DOCUMENT EXCERPT below:
What were the charges against Shevchenko? Organizing debates, coordinating educational lectures for voters, and participating in pro-democracy meetings. Though these activities are internationally guaranteed rights — and protected by the Russian Constitution itself — Shevchenko could face six years in a Russian jail.

This type of senselessly cruel treatment from Russian authorities against human rights defenders and activists in Russia is increasingly common. Just two months ago, 77-year-old Lev Ponomarev, a veteran rights defender, served 16 days in prison for the crime of sharing a Facebook blog. Despite strong international condemnation over his arbitrary detention, the judge who convicted him showed no leniency, refusing to let him attend the funeral of his friend and activist Ludmila Alexeyeva.

In fact, human rights are under assault in Russia in nearly every way, as President Putin and his allies have used their power to pass repressive laws that ensnare citizens of Russia and other areas it occupiesOne of the Kremlin’s preferred methods of repression is to detain political opponents and activists on spurious criminal charges. We are jailed for exercising our fundamental rights, for peaceful protest, for texting our friends, and for holding dissenting political opinions. This is part of a larger campaign by the authorities to crush civil society and stifle dissent in my home country.

Six years ago last December, I fell victim to this brutal campaign. I was given 48 hours to leave Russia, or spend twenty years in jail for state treason for my work for an American democracy-promotion organization. Now my son cannot see his father and friends and I do not know when I will be able to watch the sunset again over Lake Baikal, near my birthplace. But I continue to fight tirelessly for this day to come – and for the day when Russia will no longer have political prisoners.

While my organization, Free Russia Foundation, and other rights groups in Russia and abroad have worked on behalf of these victims to bring rights violations to the public’s attention and help them through legal action, there are limits to what our advocacy can achieve. We ourselves often become targets – imprisoned, exiled, or even murdered.

Discrete actions by the broader international community alone will not be enough to make a fundamental change in Russia. There is a need for a common and coordinated advocacy strategy among civil society organizations around the world in order to make the Kremlin heed our calls to release political prisoners.
End of DOCUMENT EXCERPT.
ENTRIES PROVIDED below:
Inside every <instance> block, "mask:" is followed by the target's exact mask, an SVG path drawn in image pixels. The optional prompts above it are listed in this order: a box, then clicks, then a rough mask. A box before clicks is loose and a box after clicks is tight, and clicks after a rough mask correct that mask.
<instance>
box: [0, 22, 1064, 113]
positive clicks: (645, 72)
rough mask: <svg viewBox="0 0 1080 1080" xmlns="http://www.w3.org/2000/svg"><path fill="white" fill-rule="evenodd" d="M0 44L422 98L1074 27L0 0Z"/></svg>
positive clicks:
End of ENTRIES PROVIDED.
» **WHAT YOU WILL DO**:
a – List the activities named as the charges against Shevchenko in the passage on repression in Russia.
b – Print the part of the passage on repression in Russia from "What were the" to "activist Ludmila Alexeyeva.".
c – Answer these questions about the passage on repression in Russia.
(i) How many days did Lev Ponomarev serve in prison?
(ii) How many hours was the writer given to leave Russia?
(iii) What organization does the writer name as their own?
The records have no connection to the text.

» **SOLUTIONS TO THE EXERCISE**:
a –
Organizing debates
Coordinating educational lectures for voters
Participating in pro-democracy meetings

b –
What were the charges against Shevchenko? Organizing debates, coordinating educational lectures for voters, and participating in pro-democracy meetings. Though these activities are internationally guaranteed rights — and protected by the Russian Constitution itself — Shevchenko could face six years in a Russian jail.

This type of senselessly cruel treatment from Russian authorities against human rights defenders and activists in Russia is increasingly common. Just two months ago, 77-year-old Lev Ponomarev, a veteran rights defender, served 16 days in prison for the crime of sharing a Facebook blog. Despite strong international condemnation over his arbitrary detention, the judge who convicted him showed no leniency, refusing to let him attend the funeral of his friend and activist Ludmila Alexeyeva.

c –
(i) 16 days
(ii) 48 hours
(iii) Free Russia Foundation